Dessert at Gio — A Delicious Taste of Italy

In Italy, the meal isn’t over until something dolce (sweet) is enjoyed.

Gio also offers Longacre's ice cream for dessert

Gio also offers Longacre’s ice cream for dessert

At Gio Italian Grill, we make all of our desserts right here, in our kitchen. We use only the finest, freshest ingredients. And, like the rest of our menu, we follow Italian tradition, but we add our unique Gio twist!

Our Desserts

Chocolate Fudge Cake – The soft chocolate center and rich cake will melt in your mouth. Our warm Chocolate Fudge Cake is served with fresh, homemade whipped cream and strawberry puree. Nutella Pizza – A Gio Original! Chocolate hazelnut spread on fresh baked pizza crust… topped with fresh fruit of the day. This dessert is perfect for sharing! Lemon Panna Cotta – Creamy custard with hints of lemon and vanilla bean. A must have! Tiramisu – Made with espresso and dark rum-soaked lady fingers and sweetened mascarpone Zabaglione – With fresh berries—sweet Italian pudding Cannoli – Classic Sicilian pastry filled with sweet ricotta

The Origins of Our Classic Italian Desserts

Many of our desserts have their roots in classic, even ancient Italy. As Italians, we grew up with these desserts and we love to share them with our guests. Learn more about what makes them so special…and classic! Lemon Panna Cotta – Panna Cotta, Italian for cooked cream, is a classic Italian dessert. This elegant, softly set custard is smooth as silk with a hint of lemon and vanilla bean. Panna Cotta is made by blending thick cream, egg white, and sometimes honey. Then, the mixture is baked in a bain-marie — or water bath — in a low oven. Panna Cotta is believed to have originated in the Northern Italian region of Piedmont although it is eaten all over Italy. It is unknown exactly how or when this dessert came to be, but some stories suggest that cream, for which mountainous Northern Italy is famous, was historically eaten plain or sweetened with fruit or hazelnuts.   Tiramisu – Tiramisu, meaning “pick me up” or “lift me up” is another classic Italian dessert. Traditionally, it is made of ladyfingers (Italian: Savoiardi) dipped in coffee, layered with a whipped mixture of eggs, sugar, and mascarpone cheese, flavored with cocoa. Most accounts of the origin of tiramisu date its invention to the 1960s in the region of Veneto, Italy, at the restaurant “Le Beccherie” in Treviso, Italy. Gio  makes Tiramisu with espresso and dark rum-soaked lady fingers and sweetened mascarpone cheese.

====

**PROBLEM 1:**
Answer from the Gio dessert page:
(a) What two things is the Chocolate Fudge Cake served with?
(b) What does "Panna Cotta" mean in Italian?
(c) In what decade and at what restaurant do most accounts place the invention of tiramisu?
**PROBLEM 2:** Extend the Gio dessert page by writing the next part after its final sentence.
The lines after this have no connection to the Gio dessert page.

**DATA SHOWN:**
====

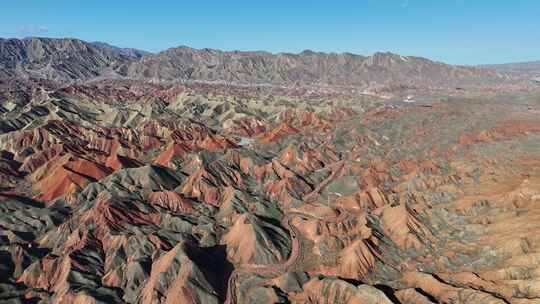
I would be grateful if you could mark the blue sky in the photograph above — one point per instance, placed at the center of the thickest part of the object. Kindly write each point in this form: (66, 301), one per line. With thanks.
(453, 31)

====

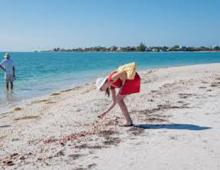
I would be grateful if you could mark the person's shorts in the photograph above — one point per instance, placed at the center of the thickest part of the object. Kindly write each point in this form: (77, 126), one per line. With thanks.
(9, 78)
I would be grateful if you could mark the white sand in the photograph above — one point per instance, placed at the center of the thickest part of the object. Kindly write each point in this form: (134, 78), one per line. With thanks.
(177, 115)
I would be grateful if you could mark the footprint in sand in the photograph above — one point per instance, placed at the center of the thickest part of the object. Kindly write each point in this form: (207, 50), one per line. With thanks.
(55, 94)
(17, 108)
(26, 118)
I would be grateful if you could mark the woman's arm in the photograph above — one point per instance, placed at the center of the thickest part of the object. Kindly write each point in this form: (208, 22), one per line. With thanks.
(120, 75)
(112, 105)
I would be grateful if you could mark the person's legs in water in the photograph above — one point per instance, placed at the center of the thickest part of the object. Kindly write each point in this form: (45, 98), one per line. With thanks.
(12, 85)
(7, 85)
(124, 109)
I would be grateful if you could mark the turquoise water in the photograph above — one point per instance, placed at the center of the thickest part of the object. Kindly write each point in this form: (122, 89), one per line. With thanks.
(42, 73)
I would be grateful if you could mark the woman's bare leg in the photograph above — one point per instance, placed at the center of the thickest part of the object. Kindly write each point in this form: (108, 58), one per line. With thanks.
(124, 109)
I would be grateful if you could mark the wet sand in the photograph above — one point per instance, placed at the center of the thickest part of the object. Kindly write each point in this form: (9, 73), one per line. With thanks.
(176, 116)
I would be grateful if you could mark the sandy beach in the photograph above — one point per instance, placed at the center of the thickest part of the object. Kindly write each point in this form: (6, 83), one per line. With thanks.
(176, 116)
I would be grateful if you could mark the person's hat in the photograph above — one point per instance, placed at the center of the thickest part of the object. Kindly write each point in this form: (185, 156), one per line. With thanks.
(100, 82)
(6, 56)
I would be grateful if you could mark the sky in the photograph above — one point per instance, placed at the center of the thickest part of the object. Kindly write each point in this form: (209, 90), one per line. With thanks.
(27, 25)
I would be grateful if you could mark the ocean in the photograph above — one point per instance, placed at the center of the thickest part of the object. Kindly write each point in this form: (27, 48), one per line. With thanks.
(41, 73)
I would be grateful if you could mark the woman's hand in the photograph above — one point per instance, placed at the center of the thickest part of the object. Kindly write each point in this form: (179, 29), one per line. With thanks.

====

**ANSWER BOX 1:**
(a) Fresh, homemade whipped cream and strawberry puree.
(b) Cooked cream.
(c) The 1960s, at the restaurant "Le Beccherie" in Treviso, Italy.

**ANSWER BOX 2:**
Zabaglione for dessert — the perfect way to end dinner at Gio

Zabaglione – Zabaglione is a simple Italian dessert traditionally made with egg yolks, sugar, and sometimes Marsala wine. Some say that Zabaglione was invented in the 16th Century in Florence, Italy in the court of the Medici. It is classified as a “caudle” (a sauce used to fill pies or tarts) rather than a custard. The original pre-sixteenth-century version of zabaglione was a drink made from or wine or ale thickened with egg yolks. Cannoli – Another classic Italian dessert! Cannoli originated in Sicily and are still an essential part of Sicilian cuisine. The singular of cannoli is cannolo, meaning “little tube”. Cannoli consist of tube-shaped shells of fried pastry dough, filled with a sweet, creamy ricotta cheese mixture. Cannoli originally come from the Palermo and Messina areas and were historically prepared as treats during Carnevale. Cannoli can be traced back to the Arabs during the Emirate of Sicily, an Islamic state which existed from 831 to 1072. Initially, they were deep fried dough tubes filled with various sweets, which were a popular pastry across the Islamic world, from Al-Andalus to Iraq, including Sicily. The dessert eventually became a year-round staple throughout Italy.